**抜き出した文章**
○ ○ ○ ○
これら各装置を組み合わせる場合には、各装置を制御するための制御部は装置毎に設けてもよく、装置間で共通で用いることができる複数の制御部であれば、それらを一体的に構成してもよい。
【0152】
そして、これらの電子機器では、通信システム、ワイヤレス充電システム、電源装置に、上述した本開示の可変容量素子が組み込まれているため、製品の信頼性が向上する。また、上述の第5〜第7の実施形態では、それぞれの装置に、第1〜第3の実施形態で示した可変容量素子を組み込む構成としたが、第1〜第3の実施形態に係る可変容量素子を組み合わせた素子を組み込む構成としてもよく、適宜変更可能である。
【0153】
また、本開示は、以下の構成をとることができる。
(1)
誘電体層と誘電体層を挟持して前記誘電体層に所望の電界を発生させる少なくとも1対の容量素子電極とで構成される容量素子本体と、
前記容量素子本体の前記誘電体層に発生する応力を制御し、前記容量素子本体の静電容量を増加させる応力制御部と
を有して構成される容量素子。
(2)
○ ○ ○ ○
**やること**
可変容量素子についての文章から、「これら各装置を組み合わせる場」から「を有して構成される容量素子。」までを、一字も変えずにそのまま抜き出してください。 ここからの記録は、上の文章とは関係ありません。
○ ○ ○ ○
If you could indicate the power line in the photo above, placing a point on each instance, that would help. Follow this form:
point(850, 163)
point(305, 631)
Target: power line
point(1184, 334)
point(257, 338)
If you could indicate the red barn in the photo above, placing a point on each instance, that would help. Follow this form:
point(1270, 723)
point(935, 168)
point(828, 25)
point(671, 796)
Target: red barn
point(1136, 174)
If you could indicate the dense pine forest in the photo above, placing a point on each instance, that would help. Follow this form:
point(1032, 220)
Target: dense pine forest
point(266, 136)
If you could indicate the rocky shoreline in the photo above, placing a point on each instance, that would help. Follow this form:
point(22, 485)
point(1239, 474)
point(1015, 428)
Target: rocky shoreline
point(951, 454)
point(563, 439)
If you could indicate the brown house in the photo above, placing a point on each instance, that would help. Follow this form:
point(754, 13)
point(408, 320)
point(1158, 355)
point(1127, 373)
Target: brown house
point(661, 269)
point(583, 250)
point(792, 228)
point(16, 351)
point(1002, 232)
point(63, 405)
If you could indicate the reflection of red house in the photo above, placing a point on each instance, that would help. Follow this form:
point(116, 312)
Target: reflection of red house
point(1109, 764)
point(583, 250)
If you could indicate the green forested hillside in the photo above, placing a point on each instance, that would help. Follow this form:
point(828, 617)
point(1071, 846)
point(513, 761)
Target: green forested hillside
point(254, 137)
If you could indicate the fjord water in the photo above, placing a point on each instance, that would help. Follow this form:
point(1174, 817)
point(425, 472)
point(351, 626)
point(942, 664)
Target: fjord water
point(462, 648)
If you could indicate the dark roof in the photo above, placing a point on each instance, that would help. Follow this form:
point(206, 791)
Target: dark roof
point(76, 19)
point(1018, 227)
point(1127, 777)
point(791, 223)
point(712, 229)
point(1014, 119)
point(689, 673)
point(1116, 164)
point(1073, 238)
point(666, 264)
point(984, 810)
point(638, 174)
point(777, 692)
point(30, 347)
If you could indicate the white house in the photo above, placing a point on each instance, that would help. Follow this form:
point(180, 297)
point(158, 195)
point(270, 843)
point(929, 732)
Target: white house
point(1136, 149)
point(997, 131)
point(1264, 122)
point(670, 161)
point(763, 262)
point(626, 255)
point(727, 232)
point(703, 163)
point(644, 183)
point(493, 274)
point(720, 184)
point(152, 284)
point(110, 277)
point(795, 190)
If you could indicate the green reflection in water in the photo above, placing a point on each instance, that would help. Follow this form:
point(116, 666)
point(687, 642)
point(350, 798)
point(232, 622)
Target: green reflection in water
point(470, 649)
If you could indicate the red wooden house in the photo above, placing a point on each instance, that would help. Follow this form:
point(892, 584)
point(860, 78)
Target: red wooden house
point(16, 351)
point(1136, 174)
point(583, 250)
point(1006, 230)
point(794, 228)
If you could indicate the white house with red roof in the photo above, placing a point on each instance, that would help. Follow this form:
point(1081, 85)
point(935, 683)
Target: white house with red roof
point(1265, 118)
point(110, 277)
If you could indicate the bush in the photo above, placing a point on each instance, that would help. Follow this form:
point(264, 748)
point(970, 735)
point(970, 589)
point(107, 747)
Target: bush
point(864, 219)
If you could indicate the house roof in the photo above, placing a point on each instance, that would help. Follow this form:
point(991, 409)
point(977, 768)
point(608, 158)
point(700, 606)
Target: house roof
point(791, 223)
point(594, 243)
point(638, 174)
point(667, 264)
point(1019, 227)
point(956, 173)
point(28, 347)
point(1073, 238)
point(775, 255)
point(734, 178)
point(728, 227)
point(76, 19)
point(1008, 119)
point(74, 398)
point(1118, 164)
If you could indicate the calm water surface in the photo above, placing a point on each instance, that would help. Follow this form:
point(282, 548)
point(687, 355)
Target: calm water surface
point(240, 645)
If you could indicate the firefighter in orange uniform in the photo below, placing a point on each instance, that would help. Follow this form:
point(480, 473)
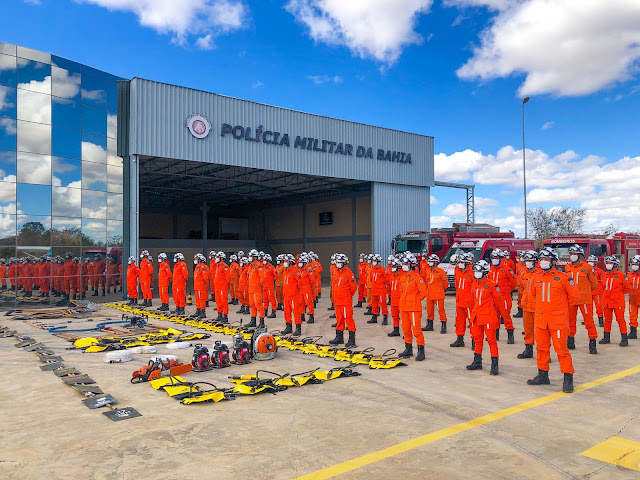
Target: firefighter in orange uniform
point(221, 284)
point(200, 284)
point(164, 279)
point(553, 291)
point(464, 280)
point(344, 286)
point(585, 279)
point(504, 277)
point(412, 291)
point(615, 284)
point(132, 281)
point(596, 295)
point(437, 283)
point(634, 296)
point(528, 301)
point(487, 302)
point(179, 290)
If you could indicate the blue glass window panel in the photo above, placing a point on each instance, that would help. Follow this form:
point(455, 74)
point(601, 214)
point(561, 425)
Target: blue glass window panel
point(7, 165)
point(8, 102)
point(94, 148)
point(34, 199)
point(8, 70)
point(94, 176)
point(8, 130)
point(94, 92)
point(66, 202)
point(66, 143)
point(66, 113)
point(65, 84)
point(66, 172)
point(7, 198)
point(94, 120)
point(34, 76)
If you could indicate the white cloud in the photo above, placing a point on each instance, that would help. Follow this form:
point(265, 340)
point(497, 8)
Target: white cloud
point(204, 18)
point(378, 29)
point(563, 47)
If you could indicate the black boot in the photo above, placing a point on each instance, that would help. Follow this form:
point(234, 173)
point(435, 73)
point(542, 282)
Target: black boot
point(477, 362)
point(541, 379)
point(408, 351)
point(395, 332)
point(428, 327)
point(528, 352)
point(351, 343)
point(494, 366)
point(567, 385)
point(339, 340)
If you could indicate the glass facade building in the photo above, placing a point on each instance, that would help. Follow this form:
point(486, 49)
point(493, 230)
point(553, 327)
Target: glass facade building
point(61, 182)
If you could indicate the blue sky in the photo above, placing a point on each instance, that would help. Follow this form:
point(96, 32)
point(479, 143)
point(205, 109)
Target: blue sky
point(453, 69)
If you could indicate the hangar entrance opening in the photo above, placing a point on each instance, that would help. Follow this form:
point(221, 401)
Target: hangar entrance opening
point(195, 207)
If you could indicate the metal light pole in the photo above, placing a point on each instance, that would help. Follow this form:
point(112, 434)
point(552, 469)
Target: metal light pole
point(524, 170)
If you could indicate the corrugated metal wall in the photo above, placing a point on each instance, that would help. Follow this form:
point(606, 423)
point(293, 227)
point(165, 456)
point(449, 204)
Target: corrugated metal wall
point(158, 128)
point(396, 209)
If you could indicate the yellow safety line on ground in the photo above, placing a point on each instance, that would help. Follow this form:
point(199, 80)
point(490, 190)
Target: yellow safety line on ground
point(447, 432)
point(617, 451)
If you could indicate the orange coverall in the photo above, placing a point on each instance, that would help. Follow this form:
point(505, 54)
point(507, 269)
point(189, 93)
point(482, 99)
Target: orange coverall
point(615, 285)
point(586, 281)
point(553, 291)
point(412, 291)
point(344, 286)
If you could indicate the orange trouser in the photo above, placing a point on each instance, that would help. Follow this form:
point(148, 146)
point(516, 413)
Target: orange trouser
point(146, 290)
point(587, 315)
point(608, 319)
point(376, 302)
point(255, 302)
point(463, 317)
point(395, 315)
point(132, 291)
point(305, 300)
point(179, 296)
point(544, 336)
point(222, 301)
point(362, 287)
point(529, 330)
point(164, 295)
point(478, 332)
point(269, 296)
point(597, 301)
point(344, 316)
point(411, 327)
point(431, 310)
point(291, 311)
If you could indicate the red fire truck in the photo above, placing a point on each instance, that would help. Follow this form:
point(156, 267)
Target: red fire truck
point(622, 245)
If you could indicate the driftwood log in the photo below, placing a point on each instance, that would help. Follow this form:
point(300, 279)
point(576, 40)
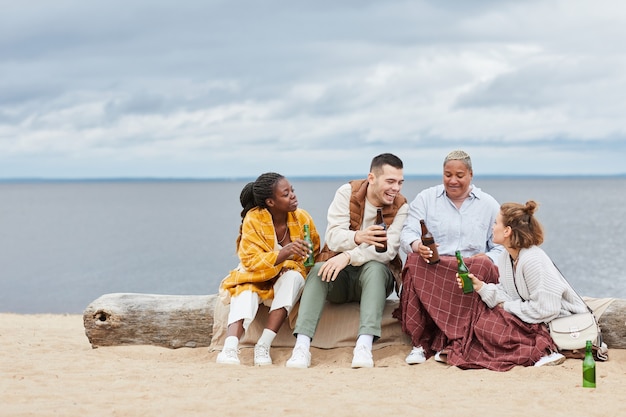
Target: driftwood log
point(175, 321)
point(171, 321)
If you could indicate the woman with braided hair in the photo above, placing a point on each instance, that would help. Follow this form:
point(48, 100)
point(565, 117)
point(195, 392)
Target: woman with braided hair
point(272, 251)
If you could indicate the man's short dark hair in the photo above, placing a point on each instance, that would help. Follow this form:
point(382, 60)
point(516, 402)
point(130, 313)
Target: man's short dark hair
point(385, 159)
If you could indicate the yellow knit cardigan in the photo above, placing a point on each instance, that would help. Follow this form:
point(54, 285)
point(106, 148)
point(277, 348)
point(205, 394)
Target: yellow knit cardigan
point(257, 253)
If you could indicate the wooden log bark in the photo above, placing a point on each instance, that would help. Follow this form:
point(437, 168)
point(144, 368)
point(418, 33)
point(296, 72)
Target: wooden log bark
point(171, 321)
point(175, 321)
point(613, 325)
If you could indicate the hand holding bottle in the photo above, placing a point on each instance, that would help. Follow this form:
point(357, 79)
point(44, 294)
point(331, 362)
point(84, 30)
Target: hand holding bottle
point(478, 284)
point(298, 247)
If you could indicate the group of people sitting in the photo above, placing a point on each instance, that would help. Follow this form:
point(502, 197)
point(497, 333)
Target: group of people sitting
point(500, 325)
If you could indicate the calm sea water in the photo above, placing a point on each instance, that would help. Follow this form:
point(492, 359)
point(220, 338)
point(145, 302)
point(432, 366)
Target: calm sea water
point(64, 244)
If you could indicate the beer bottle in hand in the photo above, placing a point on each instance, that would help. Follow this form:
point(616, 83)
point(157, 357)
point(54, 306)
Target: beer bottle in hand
point(589, 367)
point(310, 260)
point(429, 240)
point(381, 222)
point(463, 274)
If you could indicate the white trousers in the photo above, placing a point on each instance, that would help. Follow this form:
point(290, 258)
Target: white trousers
point(287, 290)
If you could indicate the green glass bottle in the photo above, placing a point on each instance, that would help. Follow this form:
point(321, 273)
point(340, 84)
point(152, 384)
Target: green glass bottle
point(589, 367)
point(381, 222)
point(463, 272)
point(310, 260)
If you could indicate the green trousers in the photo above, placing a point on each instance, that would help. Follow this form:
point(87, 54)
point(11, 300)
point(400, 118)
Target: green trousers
point(369, 284)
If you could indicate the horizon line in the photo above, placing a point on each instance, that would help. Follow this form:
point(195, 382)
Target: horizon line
point(303, 177)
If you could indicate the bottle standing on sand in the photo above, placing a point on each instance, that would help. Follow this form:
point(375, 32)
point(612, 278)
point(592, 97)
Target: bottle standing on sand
point(429, 240)
point(589, 367)
point(310, 260)
point(463, 272)
point(380, 222)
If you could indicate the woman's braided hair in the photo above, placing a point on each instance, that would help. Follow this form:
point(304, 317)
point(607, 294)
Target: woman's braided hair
point(255, 194)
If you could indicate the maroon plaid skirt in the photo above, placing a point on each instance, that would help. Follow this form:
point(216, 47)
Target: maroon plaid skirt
point(437, 316)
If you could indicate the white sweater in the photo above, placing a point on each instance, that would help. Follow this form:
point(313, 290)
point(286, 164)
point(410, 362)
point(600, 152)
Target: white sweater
point(543, 293)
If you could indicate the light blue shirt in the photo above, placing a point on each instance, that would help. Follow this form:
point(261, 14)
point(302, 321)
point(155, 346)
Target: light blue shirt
point(468, 229)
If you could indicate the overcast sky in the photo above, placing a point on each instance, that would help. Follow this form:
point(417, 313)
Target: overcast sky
point(231, 88)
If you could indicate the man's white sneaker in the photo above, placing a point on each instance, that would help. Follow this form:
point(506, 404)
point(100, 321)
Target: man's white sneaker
point(552, 359)
point(300, 358)
point(362, 357)
point(416, 356)
point(228, 356)
point(262, 355)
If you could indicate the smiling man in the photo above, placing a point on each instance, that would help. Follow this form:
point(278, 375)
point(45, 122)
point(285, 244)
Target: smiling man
point(349, 269)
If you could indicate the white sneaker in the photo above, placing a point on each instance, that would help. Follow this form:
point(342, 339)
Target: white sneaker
point(228, 356)
point(262, 355)
point(362, 357)
point(300, 358)
point(552, 359)
point(416, 356)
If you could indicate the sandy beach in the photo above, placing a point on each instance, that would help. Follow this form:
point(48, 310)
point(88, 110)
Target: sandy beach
point(49, 368)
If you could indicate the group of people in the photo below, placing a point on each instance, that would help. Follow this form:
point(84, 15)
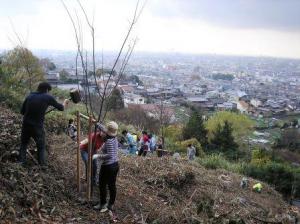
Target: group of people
point(104, 142)
point(34, 109)
point(140, 145)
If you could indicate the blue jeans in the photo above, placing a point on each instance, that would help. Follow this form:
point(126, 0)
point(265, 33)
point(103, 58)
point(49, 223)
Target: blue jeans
point(132, 150)
point(84, 156)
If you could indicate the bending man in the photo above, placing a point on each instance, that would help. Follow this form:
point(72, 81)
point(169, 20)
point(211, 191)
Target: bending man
point(34, 109)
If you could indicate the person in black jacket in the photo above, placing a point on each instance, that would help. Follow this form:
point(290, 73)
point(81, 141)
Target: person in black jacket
point(33, 110)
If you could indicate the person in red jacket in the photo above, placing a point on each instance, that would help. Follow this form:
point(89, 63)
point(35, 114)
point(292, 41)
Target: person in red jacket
point(97, 140)
point(145, 141)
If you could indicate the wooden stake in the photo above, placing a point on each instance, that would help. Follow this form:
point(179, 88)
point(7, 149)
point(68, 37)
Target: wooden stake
point(78, 151)
point(89, 176)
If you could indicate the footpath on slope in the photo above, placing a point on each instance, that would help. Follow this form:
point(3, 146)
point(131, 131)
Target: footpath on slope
point(150, 190)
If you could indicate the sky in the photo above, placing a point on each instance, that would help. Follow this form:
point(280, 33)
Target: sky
point(233, 27)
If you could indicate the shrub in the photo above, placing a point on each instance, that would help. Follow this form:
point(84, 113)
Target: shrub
point(11, 98)
point(260, 157)
point(182, 146)
point(218, 161)
point(277, 174)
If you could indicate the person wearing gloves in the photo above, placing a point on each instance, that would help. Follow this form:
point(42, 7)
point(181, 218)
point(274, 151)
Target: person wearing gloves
point(33, 110)
point(109, 168)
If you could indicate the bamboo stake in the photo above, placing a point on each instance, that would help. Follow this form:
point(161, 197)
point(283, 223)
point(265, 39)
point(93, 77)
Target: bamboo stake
point(89, 159)
point(86, 117)
point(78, 151)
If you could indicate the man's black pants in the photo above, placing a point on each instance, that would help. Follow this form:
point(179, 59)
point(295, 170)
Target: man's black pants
point(107, 177)
point(38, 135)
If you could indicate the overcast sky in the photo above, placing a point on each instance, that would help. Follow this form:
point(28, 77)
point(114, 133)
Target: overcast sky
point(242, 27)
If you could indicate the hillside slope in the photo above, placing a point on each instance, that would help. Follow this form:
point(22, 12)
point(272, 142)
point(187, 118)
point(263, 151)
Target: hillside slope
point(150, 190)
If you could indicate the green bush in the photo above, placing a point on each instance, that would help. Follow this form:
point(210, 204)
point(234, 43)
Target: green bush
point(218, 161)
point(280, 175)
point(182, 146)
point(11, 98)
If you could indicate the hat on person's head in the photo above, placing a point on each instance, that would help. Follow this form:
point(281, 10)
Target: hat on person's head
point(112, 128)
point(101, 127)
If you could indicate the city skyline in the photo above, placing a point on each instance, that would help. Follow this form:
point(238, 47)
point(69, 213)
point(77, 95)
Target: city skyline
point(254, 28)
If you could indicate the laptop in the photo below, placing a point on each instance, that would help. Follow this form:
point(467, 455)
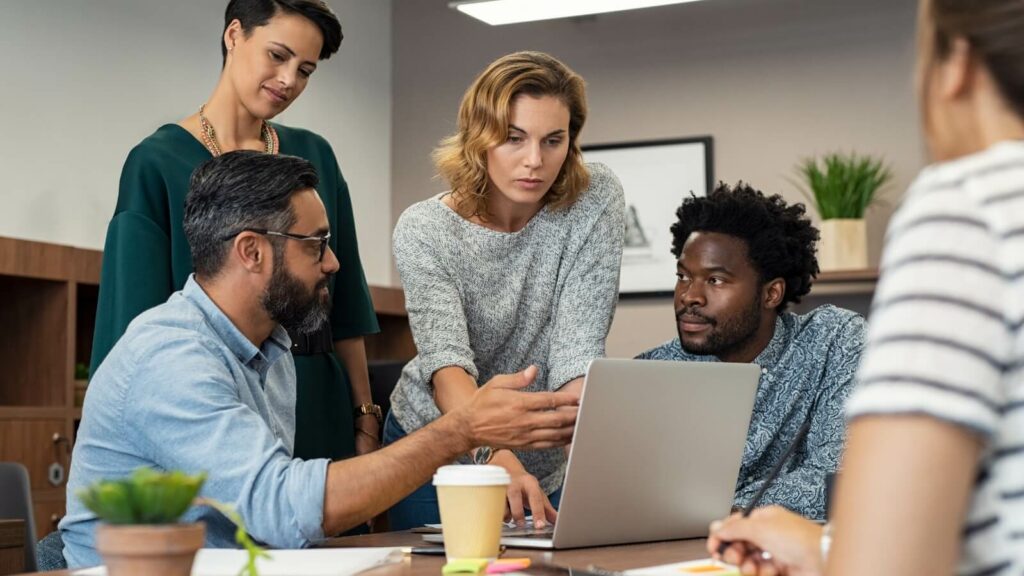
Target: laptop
point(655, 454)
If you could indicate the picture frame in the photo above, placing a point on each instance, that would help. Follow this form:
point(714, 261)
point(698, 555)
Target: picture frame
point(656, 175)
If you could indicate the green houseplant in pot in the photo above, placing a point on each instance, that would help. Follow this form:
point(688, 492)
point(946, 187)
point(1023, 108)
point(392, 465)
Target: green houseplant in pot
point(842, 187)
point(139, 532)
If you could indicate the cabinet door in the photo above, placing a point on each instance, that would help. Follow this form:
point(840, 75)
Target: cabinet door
point(31, 443)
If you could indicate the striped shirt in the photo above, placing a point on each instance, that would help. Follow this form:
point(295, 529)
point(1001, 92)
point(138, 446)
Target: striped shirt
point(946, 336)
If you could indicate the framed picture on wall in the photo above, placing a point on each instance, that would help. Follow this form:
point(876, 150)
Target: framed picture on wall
point(655, 175)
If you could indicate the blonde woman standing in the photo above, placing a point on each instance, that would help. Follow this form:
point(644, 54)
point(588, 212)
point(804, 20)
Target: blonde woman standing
point(516, 265)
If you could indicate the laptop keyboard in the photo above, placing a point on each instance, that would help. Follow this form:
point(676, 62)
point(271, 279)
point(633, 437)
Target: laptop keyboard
point(528, 531)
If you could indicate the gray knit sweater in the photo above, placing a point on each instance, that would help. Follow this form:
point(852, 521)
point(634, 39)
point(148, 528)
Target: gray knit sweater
point(495, 302)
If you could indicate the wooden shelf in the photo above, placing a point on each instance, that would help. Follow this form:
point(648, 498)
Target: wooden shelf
point(33, 412)
point(845, 282)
○ ○ ○ ○
**正しい答え**
これら各装置を組み合わせる場合には、各装置を制御するための制御部は装置毎に設けてもよく、装置間で共通で用いることができる複数の制御部であれば、それらを一体的に構成してもよい。
【0152】
そして、これらの電子機器では、通信システム、ワイヤレス充電システム、電源装置に、上述した本開示の可変容量素子が組み込まれているため、製品の信頼性が向上する。また、上述の第5〜第7の実施形態では、それぞれの装置に、第1〜第3の実施形態で示した可変容量素子を組み込む構成としたが、第1〜第3の実施形態に係る可変容量素子を組み合わせた素子を組み込む構成としてもよく、適宜変更可能である。
【0153】
また、本開示は、以下の構成をとることができる。
(1)
誘電体層と誘電体層を挟持して前記誘電体層に所望の電界を発生させる少なくとも1対の容量素子電極とで構成される容量素子本体と、
前記容量素子本体の前記誘電体層に発生する応力を制御し、前記容量素子本体の静電容量を増加させる応力制御部と
を有して構成される容量素子。